**WHAT TO WORK ON:**
The answer should consist of all the records, copied exactly.

**INFORMATION SUPPLIED:**
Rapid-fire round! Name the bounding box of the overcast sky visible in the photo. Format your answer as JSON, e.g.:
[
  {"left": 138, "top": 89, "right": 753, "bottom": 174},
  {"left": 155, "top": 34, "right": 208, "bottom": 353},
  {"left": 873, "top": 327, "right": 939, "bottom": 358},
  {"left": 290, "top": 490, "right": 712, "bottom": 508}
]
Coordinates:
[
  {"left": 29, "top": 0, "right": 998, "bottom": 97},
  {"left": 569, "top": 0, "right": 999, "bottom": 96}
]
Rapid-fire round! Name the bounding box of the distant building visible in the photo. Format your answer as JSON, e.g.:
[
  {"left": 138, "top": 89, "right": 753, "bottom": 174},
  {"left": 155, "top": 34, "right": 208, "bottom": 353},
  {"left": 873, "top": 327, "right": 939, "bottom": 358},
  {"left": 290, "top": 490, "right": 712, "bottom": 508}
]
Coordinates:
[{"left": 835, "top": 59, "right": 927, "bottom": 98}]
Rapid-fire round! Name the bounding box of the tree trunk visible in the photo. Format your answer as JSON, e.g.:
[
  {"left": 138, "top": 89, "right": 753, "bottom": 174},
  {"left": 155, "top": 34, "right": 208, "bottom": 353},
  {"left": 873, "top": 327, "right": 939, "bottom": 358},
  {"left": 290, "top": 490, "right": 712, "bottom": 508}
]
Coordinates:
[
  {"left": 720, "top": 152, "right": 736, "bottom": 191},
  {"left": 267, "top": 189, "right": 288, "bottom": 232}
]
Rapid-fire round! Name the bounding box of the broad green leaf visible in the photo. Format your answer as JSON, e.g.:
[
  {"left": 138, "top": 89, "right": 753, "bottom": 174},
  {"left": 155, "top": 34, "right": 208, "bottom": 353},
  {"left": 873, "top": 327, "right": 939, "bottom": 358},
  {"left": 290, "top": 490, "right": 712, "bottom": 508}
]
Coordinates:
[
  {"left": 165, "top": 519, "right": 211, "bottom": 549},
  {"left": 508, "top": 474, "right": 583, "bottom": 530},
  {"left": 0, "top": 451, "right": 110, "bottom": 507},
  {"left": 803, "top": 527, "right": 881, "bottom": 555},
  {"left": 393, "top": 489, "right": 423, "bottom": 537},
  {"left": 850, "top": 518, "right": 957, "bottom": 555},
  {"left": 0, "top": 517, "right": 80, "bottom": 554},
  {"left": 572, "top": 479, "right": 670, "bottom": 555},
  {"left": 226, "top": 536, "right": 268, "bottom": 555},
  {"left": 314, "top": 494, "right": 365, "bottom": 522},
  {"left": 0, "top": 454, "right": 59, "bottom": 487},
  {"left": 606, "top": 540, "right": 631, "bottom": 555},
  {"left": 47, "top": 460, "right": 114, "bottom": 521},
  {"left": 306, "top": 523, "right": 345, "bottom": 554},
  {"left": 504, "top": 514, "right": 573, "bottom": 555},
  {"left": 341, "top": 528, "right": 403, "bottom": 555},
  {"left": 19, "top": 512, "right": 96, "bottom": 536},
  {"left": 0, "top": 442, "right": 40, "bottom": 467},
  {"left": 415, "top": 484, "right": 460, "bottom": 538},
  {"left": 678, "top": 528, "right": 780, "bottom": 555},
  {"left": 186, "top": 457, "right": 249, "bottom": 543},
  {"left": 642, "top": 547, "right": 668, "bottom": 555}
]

**TASK SOLUTION:**
Rapid-fire round! Name the bounding box of the overcast sky visible in the photo. Format your answer as JSON, e.g.:
[
  {"left": 138, "top": 89, "right": 753, "bottom": 174},
  {"left": 155, "top": 34, "right": 208, "bottom": 353},
  {"left": 873, "top": 327, "right": 939, "bottom": 358},
  {"left": 290, "top": 490, "right": 712, "bottom": 508}
]
Coordinates:
[
  {"left": 29, "top": 0, "right": 998, "bottom": 97},
  {"left": 569, "top": 0, "right": 999, "bottom": 96}
]
Rapid-fire round! Name the bounding box of the distant building visible in the photo. Format your answer as JSON, e.g.:
[
  {"left": 138, "top": 89, "right": 753, "bottom": 174},
  {"left": 155, "top": 34, "right": 208, "bottom": 353},
  {"left": 873, "top": 327, "right": 939, "bottom": 358},
  {"left": 290, "top": 490, "right": 712, "bottom": 508}
]
Coordinates:
[{"left": 835, "top": 59, "right": 927, "bottom": 98}]
Rapid-fire round! Name the bounding box of the tree trunk visible in the photo. Format your answer as JSON, e.g.:
[
  {"left": 138, "top": 89, "right": 753, "bottom": 174},
  {"left": 155, "top": 34, "right": 208, "bottom": 353},
  {"left": 873, "top": 327, "right": 939, "bottom": 358},
  {"left": 290, "top": 490, "right": 712, "bottom": 508}
]
Coordinates:
[
  {"left": 720, "top": 152, "right": 736, "bottom": 191},
  {"left": 267, "top": 189, "right": 288, "bottom": 232}
]
Rapid-fire round! Name the bounding box of the broad green leaf visible in the photo. Format your answer as JSON, e.g.:
[
  {"left": 138, "top": 89, "right": 753, "bottom": 174},
  {"left": 155, "top": 34, "right": 208, "bottom": 353},
  {"left": 873, "top": 327, "right": 939, "bottom": 358},
  {"left": 290, "top": 490, "right": 712, "bottom": 508}
]
Coordinates:
[
  {"left": 165, "top": 519, "right": 211, "bottom": 549},
  {"left": 508, "top": 474, "right": 583, "bottom": 530},
  {"left": 0, "top": 451, "right": 110, "bottom": 507},
  {"left": 803, "top": 527, "right": 881, "bottom": 555},
  {"left": 393, "top": 489, "right": 423, "bottom": 537},
  {"left": 850, "top": 518, "right": 957, "bottom": 555},
  {"left": 0, "top": 517, "right": 80, "bottom": 554},
  {"left": 572, "top": 479, "right": 670, "bottom": 555},
  {"left": 226, "top": 536, "right": 268, "bottom": 555},
  {"left": 314, "top": 494, "right": 365, "bottom": 522},
  {"left": 0, "top": 454, "right": 59, "bottom": 487},
  {"left": 606, "top": 540, "right": 631, "bottom": 555},
  {"left": 47, "top": 460, "right": 114, "bottom": 521},
  {"left": 306, "top": 523, "right": 345, "bottom": 554},
  {"left": 504, "top": 514, "right": 573, "bottom": 555},
  {"left": 341, "top": 528, "right": 403, "bottom": 555},
  {"left": 19, "top": 512, "right": 96, "bottom": 536},
  {"left": 0, "top": 442, "right": 40, "bottom": 467},
  {"left": 415, "top": 484, "right": 460, "bottom": 538},
  {"left": 678, "top": 528, "right": 780, "bottom": 555},
  {"left": 186, "top": 457, "right": 249, "bottom": 543},
  {"left": 642, "top": 547, "right": 668, "bottom": 555}
]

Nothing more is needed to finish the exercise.